> _Brief 1_: In the DreamWaQ text, give the passage between "The VAE encoder" and "for deterministic outputs.", inclusive, again, and swap "deployment" for "evaluation".
> _Brief 2_: List every explicit state that the DreamWaQ text names as one its VAE learns to estimate.

DreamWaQ: Implicit Terrain Imagination#

Training blind locomotion policies that can traverse complex terrain without explicit terrain sensing has been a long-standing challenge in legged robotics. While methods like Teacher-Student framework and Explicit Estimator rely on privileged terrain information during training, they require additional mechanisms to handle the sim-to-real transfer of terrain-aware behaviors. DreamWaQ takes a different approach by combining implicit terrain representation with explicit state estimation through a hybrid variational autoencoder architecture.

DreamWaQ Framework#

The key insight of DreamWaQ is that terrain information can be implicitly encoded in the observation history, and a well-designed encoder can extract both implicit terrain representations and explicit state estimates from this history. Rather than separately training a history encoder to mimic a privilege encoder (as in Teacher-Student), DreamWaQ uses a Variational Autoencoder (VAE) that jointly learns to:

  1. Estimate explicit states such as base linear velocity, foot contact states, and foot height information

  2. Encode implicit terrain information into a latent vector that captures terrain geometry and properties

  3. Reconstruct future states to ensure the learned representation is predictive and meaningful

The hybrid architecture consists of two parts: an implicit encoder that outputs a latent vector representing terrain information, and an explicit estimator that outputs a vector containing directly interpretable state estimates. Both are trained jointly through supervised learning while the policy is trained through reinforcement learning.

The diagram below illustrates the DreamWaQ architecture where observation history is encoded into an implicit latent vector and explicit state estimates. The actor receives both current observation and the encoded outputs, while the critic uses privileged observations including ground-truth terrain information.

Implementation#

DreamWaQ is implemented through three core components: the VAE module for encoding, the actor-critic architecture, and the specialized PPO algorithm. The VAE serves as the heart of the method, encoding observation history into meaningful representations.

Variational Autoencoder (VAE)#

The VAE encodes observation history into two distinct outputs: a latent vector (implicit terrain representation) and an explicit vector (state estimates). The encoder architecture uses MLP layers with reparameterization for sampling.

The VAE encoder structure consists of multiple linear layers with activation functions. The final layer outputs both latent dimensions and explicit dimensions (with mean and variance for each), enabling probabilistic sampling during training.

The VAE outputs distribution parameters for both implicit and explicit variables, enabling sampling during training and mean-value inference during deployment. The forward method encodes observation history into distribution parameters, samples from these distributions using the reparameterization trick, and returns both the samples and parameters. During inference, mean values are used for deterministic outputs.

Actor-Critic Architecture#

The actor-critic for DreamWaQ extends the standard architecture to incorporate VAE outputs. The actor receives both current observation and encoded history (implicit plus explicit), while the critic uses privileged observations with ground-truth terrain data.

> _Information supplied_:
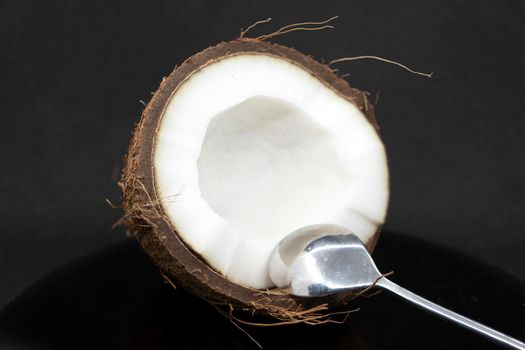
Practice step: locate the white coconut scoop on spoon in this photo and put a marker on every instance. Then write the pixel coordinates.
(319, 260)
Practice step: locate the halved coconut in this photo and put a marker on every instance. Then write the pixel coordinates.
(244, 143)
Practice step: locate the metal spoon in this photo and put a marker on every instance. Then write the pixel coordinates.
(325, 259)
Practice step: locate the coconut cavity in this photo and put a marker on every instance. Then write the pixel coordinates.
(251, 147)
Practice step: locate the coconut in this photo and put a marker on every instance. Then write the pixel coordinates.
(242, 144)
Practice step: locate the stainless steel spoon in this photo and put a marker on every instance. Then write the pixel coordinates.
(325, 259)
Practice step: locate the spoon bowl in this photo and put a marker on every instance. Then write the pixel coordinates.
(319, 260)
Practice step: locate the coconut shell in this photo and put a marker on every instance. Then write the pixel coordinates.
(147, 222)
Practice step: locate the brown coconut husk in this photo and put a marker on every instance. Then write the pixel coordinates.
(147, 222)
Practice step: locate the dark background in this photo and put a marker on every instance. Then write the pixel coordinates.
(72, 74)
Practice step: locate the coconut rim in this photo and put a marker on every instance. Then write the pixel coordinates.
(145, 216)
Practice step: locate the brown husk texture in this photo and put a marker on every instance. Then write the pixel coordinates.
(146, 221)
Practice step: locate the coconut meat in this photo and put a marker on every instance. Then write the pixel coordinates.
(252, 147)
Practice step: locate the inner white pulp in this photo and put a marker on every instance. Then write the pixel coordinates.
(253, 147)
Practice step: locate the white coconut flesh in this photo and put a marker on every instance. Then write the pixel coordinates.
(252, 147)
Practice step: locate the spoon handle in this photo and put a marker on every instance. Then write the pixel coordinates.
(450, 315)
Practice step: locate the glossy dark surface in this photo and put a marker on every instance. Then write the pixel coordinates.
(116, 299)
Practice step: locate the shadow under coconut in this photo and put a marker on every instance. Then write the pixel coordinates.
(117, 299)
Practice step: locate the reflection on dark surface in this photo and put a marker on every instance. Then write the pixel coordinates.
(116, 299)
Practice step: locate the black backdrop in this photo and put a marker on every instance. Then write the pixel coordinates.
(72, 74)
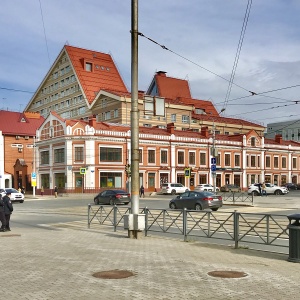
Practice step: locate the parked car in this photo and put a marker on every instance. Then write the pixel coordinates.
(291, 186)
(15, 195)
(112, 197)
(173, 188)
(270, 189)
(205, 187)
(197, 201)
(230, 188)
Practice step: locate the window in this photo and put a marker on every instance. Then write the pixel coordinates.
(192, 158)
(163, 156)
(237, 160)
(110, 154)
(44, 157)
(294, 162)
(185, 119)
(78, 154)
(203, 159)
(180, 157)
(88, 67)
(151, 156)
(268, 161)
(276, 163)
(59, 155)
(253, 159)
(227, 159)
(283, 162)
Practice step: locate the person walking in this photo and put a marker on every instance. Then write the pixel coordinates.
(264, 190)
(142, 191)
(55, 191)
(2, 215)
(8, 209)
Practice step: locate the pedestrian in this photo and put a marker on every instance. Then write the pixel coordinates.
(259, 188)
(2, 215)
(264, 190)
(55, 191)
(142, 191)
(8, 209)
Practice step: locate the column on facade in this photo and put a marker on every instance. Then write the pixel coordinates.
(173, 160)
(244, 162)
(90, 163)
(290, 164)
(262, 159)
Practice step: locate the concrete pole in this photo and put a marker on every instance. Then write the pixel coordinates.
(137, 220)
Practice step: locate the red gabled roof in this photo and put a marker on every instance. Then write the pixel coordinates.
(226, 120)
(104, 74)
(16, 123)
(172, 88)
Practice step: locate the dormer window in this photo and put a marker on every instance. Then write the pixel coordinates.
(88, 67)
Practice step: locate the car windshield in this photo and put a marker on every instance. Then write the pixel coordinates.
(11, 190)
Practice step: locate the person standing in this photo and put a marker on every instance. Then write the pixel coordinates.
(2, 215)
(142, 191)
(264, 190)
(8, 209)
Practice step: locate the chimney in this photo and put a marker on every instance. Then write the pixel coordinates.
(171, 128)
(278, 138)
(93, 121)
(204, 131)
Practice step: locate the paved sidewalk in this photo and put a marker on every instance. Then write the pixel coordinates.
(58, 263)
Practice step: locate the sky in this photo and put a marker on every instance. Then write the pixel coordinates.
(202, 37)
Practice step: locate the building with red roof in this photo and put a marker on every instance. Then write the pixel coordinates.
(84, 155)
(84, 82)
(17, 132)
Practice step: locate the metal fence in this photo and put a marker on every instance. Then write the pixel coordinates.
(259, 231)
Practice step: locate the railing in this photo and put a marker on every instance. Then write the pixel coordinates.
(268, 231)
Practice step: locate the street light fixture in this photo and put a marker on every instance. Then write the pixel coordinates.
(214, 154)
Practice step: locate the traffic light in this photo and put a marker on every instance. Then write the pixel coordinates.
(187, 172)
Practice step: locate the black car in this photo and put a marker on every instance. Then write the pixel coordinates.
(112, 197)
(197, 201)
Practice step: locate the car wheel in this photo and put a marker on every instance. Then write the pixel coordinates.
(198, 207)
(172, 206)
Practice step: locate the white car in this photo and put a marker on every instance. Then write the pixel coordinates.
(270, 189)
(173, 188)
(15, 195)
(205, 187)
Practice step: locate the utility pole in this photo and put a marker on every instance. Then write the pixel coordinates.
(134, 222)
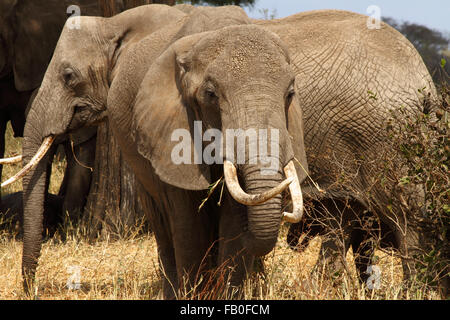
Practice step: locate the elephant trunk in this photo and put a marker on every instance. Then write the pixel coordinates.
(263, 221)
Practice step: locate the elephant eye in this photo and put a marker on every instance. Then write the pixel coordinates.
(210, 92)
(69, 76)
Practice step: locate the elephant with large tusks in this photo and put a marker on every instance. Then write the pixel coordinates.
(349, 78)
(29, 31)
(238, 77)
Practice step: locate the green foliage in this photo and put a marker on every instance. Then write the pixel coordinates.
(242, 3)
(423, 142)
(432, 45)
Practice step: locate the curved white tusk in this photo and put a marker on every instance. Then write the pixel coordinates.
(296, 194)
(241, 196)
(46, 144)
(11, 160)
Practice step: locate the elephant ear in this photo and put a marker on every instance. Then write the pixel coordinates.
(163, 122)
(37, 31)
(296, 132)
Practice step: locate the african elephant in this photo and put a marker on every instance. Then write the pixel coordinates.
(29, 31)
(216, 77)
(349, 78)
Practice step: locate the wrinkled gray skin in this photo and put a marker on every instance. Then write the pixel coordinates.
(338, 60)
(11, 212)
(101, 74)
(29, 31)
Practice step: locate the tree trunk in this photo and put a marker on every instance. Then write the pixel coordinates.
(112, 205)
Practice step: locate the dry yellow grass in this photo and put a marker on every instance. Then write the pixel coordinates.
(128, 268)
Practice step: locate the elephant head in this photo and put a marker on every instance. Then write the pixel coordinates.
(238, 78)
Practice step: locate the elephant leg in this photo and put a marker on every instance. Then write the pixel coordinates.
(296, 230)
(193, 239)
(407, 239)
(233, 258)
(363, 251)
(338, 218)
(2, 147)
(77, 178)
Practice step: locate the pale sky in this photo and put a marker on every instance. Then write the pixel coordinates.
(434, 14)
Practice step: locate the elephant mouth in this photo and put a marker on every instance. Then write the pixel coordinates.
(45, 146)
(231, 181)
(291, 181)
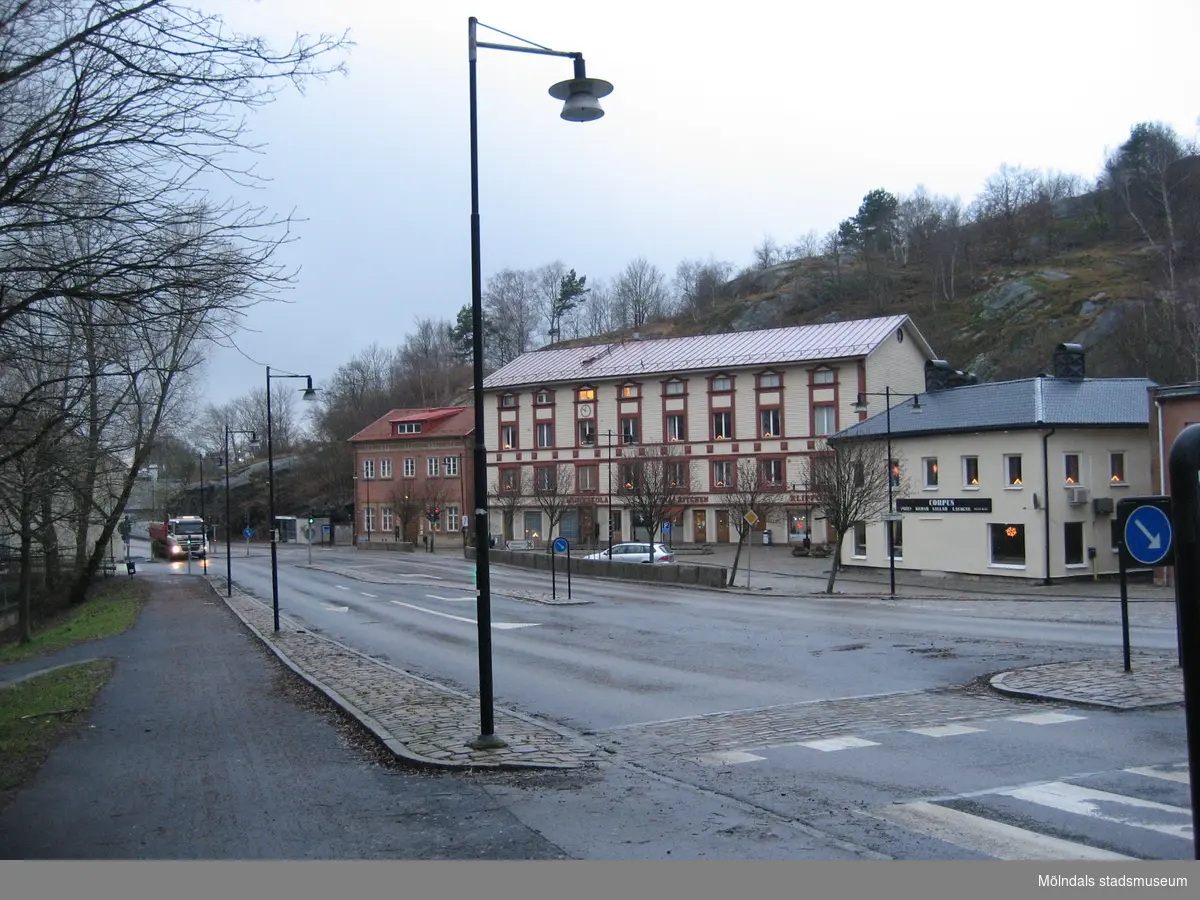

> _Right answer 1_:
The VAE encoder structure consists of multiple linear layers with activation functions. The final layer outputs both latent dimensions and explicit dimensions (with mean and variance for each), enabling probabilistic sampling during training.

The VAE outputs distribution parameters for both implicit and explicit variables, enabling sampling during training and mean-value inference during evaluation. The forward method encodes observation history into distribution parameters, samples from these distributions using the reparameterization trick, and returns both the samples and parameters. During inference, mean values are used for deterministic outputs.

> _Right answer 2_:
- Base linear velocity
- Foot contact states
- Foot height information